# GIVEN PROBLEM
Every entry must be duplicated precisely as written.

# MATERIALS PROVIDED
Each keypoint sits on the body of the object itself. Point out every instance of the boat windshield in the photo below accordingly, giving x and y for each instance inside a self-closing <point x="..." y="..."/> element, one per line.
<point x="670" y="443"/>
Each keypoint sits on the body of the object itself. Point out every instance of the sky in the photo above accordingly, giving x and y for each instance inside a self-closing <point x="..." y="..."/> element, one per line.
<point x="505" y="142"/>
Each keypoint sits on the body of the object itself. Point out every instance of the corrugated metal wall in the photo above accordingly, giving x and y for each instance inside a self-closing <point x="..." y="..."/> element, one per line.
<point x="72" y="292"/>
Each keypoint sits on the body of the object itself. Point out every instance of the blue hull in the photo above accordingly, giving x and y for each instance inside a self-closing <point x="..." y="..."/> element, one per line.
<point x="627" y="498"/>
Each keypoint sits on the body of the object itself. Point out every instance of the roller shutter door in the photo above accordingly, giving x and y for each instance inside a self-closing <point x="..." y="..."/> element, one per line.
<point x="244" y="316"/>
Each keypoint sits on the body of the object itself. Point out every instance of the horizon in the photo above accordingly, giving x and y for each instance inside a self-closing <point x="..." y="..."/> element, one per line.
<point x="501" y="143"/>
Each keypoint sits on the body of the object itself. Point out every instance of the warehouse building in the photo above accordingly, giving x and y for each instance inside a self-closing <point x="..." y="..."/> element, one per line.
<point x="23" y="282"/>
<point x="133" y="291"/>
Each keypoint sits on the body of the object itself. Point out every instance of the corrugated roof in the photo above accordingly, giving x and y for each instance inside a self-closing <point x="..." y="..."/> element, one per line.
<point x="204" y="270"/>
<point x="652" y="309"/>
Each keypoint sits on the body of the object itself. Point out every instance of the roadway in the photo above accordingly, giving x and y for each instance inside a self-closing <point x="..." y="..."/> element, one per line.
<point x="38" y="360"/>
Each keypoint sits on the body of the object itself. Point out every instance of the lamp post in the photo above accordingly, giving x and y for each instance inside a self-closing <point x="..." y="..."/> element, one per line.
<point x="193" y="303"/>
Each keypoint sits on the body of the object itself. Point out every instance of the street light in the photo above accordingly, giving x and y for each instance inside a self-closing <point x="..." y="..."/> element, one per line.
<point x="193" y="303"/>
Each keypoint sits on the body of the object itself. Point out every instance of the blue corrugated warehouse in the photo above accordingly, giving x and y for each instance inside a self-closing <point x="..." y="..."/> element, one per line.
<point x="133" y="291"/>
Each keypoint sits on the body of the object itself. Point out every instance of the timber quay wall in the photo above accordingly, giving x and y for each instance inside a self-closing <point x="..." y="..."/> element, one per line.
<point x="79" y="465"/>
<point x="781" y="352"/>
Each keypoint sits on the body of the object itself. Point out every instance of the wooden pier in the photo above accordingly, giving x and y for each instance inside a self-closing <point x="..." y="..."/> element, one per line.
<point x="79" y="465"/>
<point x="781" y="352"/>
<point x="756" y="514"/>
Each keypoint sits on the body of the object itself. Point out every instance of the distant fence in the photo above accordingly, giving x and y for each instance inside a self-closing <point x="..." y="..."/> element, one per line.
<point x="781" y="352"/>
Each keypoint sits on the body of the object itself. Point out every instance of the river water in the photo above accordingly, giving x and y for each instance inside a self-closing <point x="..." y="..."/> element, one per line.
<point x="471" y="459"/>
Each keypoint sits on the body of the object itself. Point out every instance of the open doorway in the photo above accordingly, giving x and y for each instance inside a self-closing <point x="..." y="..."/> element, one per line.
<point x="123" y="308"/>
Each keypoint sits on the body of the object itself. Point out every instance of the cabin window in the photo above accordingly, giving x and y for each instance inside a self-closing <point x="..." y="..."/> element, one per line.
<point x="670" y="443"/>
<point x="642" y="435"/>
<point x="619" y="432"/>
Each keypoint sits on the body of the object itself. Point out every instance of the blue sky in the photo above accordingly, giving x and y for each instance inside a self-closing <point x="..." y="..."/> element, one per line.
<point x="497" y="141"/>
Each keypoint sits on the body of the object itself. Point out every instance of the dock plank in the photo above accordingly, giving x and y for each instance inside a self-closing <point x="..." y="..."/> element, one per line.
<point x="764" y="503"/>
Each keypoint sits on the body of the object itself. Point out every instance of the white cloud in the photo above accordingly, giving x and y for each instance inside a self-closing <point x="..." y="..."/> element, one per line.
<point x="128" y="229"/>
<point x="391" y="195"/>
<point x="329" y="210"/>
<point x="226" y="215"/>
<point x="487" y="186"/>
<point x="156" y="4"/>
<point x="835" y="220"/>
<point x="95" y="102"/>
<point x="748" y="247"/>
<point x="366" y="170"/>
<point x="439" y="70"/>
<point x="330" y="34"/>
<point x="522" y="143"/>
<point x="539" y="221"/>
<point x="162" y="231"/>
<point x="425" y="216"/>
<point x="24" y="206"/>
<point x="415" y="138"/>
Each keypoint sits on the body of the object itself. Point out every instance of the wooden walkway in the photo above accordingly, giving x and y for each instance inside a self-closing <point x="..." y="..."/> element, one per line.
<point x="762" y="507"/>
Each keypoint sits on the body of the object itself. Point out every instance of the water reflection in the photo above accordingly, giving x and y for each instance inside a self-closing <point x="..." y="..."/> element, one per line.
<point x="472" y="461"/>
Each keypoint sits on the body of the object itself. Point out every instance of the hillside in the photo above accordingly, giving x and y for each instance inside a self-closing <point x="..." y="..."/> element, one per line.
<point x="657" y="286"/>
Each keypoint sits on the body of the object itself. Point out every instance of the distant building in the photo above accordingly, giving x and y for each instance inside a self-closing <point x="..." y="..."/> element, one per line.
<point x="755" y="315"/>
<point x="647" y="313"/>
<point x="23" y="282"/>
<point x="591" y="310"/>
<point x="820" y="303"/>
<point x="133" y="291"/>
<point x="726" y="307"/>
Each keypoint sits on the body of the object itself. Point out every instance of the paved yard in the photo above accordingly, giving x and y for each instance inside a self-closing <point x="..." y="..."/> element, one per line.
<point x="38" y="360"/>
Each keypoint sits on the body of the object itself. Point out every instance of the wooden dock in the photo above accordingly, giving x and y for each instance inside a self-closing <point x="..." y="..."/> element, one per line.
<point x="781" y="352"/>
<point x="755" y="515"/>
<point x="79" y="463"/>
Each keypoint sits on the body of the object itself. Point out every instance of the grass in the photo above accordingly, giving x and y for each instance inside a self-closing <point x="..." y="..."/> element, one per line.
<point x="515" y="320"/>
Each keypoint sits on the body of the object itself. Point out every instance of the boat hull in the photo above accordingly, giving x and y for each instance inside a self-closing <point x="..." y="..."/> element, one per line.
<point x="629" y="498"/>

# TASK ANSWER
Each keypoint sits on the body of the object itself. Point out every instance of the boat windshield in the photo below accordingly, giving x and y for each instance inside a self-closing <point x="..." y="..."/> element, one per line.
<point x="670" y="443"/>
Each keypoint sits on the body of the object itself. Point out every instance of the sky in the photo above accordingly, giving x and y for each instance inside a self-closing <point x="..." y="..."/> element, one per line.
<point x="505" y="142"/>
Each keypoint sits on the body of the object itself. Point out every instance of the corrugated metal wall in the photo above accordingly, giving x and y for each instance inside a self-closing <point x="..." y="..."/> element, one per line.
<point x="72" y="292"/>
Each keypoint sits on the body of the object itself. Point out every instance of the blue hull in the photo above accordingly, giving x and y for each instance inside a self-closing <point x="..." y="..."/> element, one per line.
<point x="627" y="498"/>
Each keypoint sits on the body of the object itself. Point out every instance of the roller shutter door in the photo above accordingly, giving x and y for each instance inside a self-closing <point x="..." y="..."/> element, one per line.
<point x="244" y="316"/>
Each keypoint sits on the body of the object itself. Point out every instance of the horizon in the photo above accordingly, giving x and y for each instance inside a self-closing <point x="..." y="..."/> element, one per line.
<point x="501" y="143"/>
Each keypoint sits on the body of the object itself. Point out every instance of the warehouse building in the photo above accordingly, giving x and y for each instance inside a self-closing <point x="..." y="..."/> element, one per line.
<point x="23" y="282"/>
<point x="133" y="291"/>
Each keypoint sits on the body of the object itself. Point out every instance of the corrugated roof in the photo above accordingly, giving x and y for each instance inside a self-closing <point x="..." y="..."/> element, one per line.
<point x="204" y="270"/>
<point x="652" y="309"/>
Each keypoint sits on the body of the object itself. Point out every instance of the roadway in the photo above accordingly, giving x and y for each instance inside a self-closing <point x="..." y="..."/> element, one per line.
<point x="38" y="360"/>
Each keypoint sits on the body of the object itself. Point out every instance of the lamp post in the photo above accordingly, giving x and y for each instance inside a self-closing <point x="..." y="..."/> element, one per line.
<point x="193" y="303"/>
Each keypoint sits on the body of the object itself. Point out every instance of the street light in the photo above accordingly, giving x and y for each instance inside a self-closing <point x="..." y="..."/> element, one per line.
<point x="193" y="303"/>
Each keypoint sits on the body of the object itself. Point out every instance of the blue corrugated warehouse in the photo above accordingly, giving x and y for each instance inside a self-closing <point x="..." y="..."/> element, one per line.
<point x="133" y="291"/>
Each keypoint sits on the body of the object itself. Point out every instance of the timber quay wall in the photo above accordingly, giving x and y for each instance inside a self-closing <point x="..." y="..."/> element, one per line.
<point x="79" y="465"/>
<point x="781" y="352"/>
Each keypoint sits on the body of the object itself. Point out every instance of the wooden pier in the photo above accordingly, giving x and y for each instance inside a self-closing <point x="..." y="..."/> element, one per line.
<point x="79" y="465"/>
<point x="781" y="352"/>
<point x="756" y="514"/>
Each keypoint sits on the body of the object itself. Point out every instance of the distant fence in the photo above accordingly, giving x and y for each instance inside a self-closing <point x="..." y="..."/> element, one per line.
<point x="781" y="352"/>
Each keypoint sits on the body of the object itself. Point out every instance of the river water in the photo above accordingly, giving x and y for each instance inside a self-closing <point x="..." y="..."/> element, one per line.
<point x="471" y="459"/>
Each keypoint sits on the body of the object itself. Point out every instance of the open doorway in the photo above accordingly, giving x and y for each instance inside a self-closing <point x="..." y="..."/> element, one per line.
<point x="123" y="308"/>
Each keypoint sits on the body of the object itself. Point out every instance of the cabin window in the photo above accordingly, giving x and y for each instance inside a self-closing <point x="..." y="..."/> element, one per line.
<point x="670" y="443"/>
<point x="642" y="435"/>
<point x="619" y="432"/>
Each keypoint sits on the body of the object itself. Point out every instance of the blue sky in the photo above accordingly, giving x and y for each instance inside a self-closing <point x="..." y="..."/> element, one per line.
<point x="497" y="141"/>
Each keypoint sits on the body of the object itself. Point out every instance of the dock plank in the photo above accordingly, giving x and y for each instance inside a self-closing <point x="..." y="..."/> element, one per line.
<point x="764" y="503"/>
Each keypoint sits on the body of the object itself. Point out every instance of the white cloud in the photo above accordingly, giving x and y for each instance inside a self-closing <point x="..." y="..."/> element, one per line.
<point x="128" y="229"/>
<point x="391" y="195"/>
<point x="329" y="210"/>
<point x="226" y="215"/>
<point x="487" y="186"/>
<point x="156" y="4"/>
<point x="835" y="220"/>
<point x="95" y="102"/>
<point x="748" y="247"/>
<point x="366" y="170"/>
<point x="439" y="70"/>
<point x="330" y="34"/>
<point x="522" y="143"/>
<point x="539" y="221"/>
<point x="162" y="231"/>
<point x="425" y="216"/>
<point x="24" y="206"/>
<point x="415" y="138"/>
Each keypoint sits on the body of the object itself. Point out every instance of the wooden walkway in the photo above accordingly, giving x and y for each instance inside a self-closing <point x="..." y="..."/> element, one per line.
<point x="762" y="507"/>
Each keypoint sits on the body of the object itself. Point out every instance of the water reflection in the photo above accordingly, giving x and y for each instance inside a self-closing <point x="..." y="..."/> element, one per line.
<point x="472" y="461"/>
Each keypoint sits on the body of the object itself. Point out every instance of the hillside in the photo above accordingly, giving x and y for each instance inside a self-closing <point x="..." y="..."/> element, one per line.
<point x="657" y="286"/>
Each keypoint sits on the body of the object itself. Point out every instance of the distant building in the photo above accordingly, giving x and y for each instance inside a self-closing <point x="..." y="..."/> element, one per line.
<point x="755" y="315"/>
<point x="647" y="313"/>
<point x="23" y="282"/>
<point x="591" y="310"/>
<point x="820" y="303"/>
<point x="133" y="291"/>
<point x="726" y="307"/>
Each keypoint sits on the body of the object itself. Point out every instance of the paved yard in the photo above accordingly, giving x and y for each instance inside a self-closing <point x="..." y="..."/> element, one per line.
<point x="38" y="360"/>
Each keypoint sits on the body of the object itself. Point out every instance of the wooden dock in the photo above accordingly, giving x and y for each instance inside a self-closing <point x="..." y="..."/> element, one per line.
<point x="781" y="352"/>
<point x="755" y="515"/>
<point x="79" y="463"/>
Each keypoint sits on the body of the object itself. Point out every instance of the grass in the photo above accordingly, giving x and y for each instance inside a self-closing <point x="..." y="..."/> element, one per line.
<point x="515" y="320"/>
Each keypoint sits on the body of the object itself. Point out every instance of the boat hull in the photo above accordingly, giving x and y for each instance inside a self-closing <point x="..." y="..."/> element, one per line.
<point x="629" y="498"/>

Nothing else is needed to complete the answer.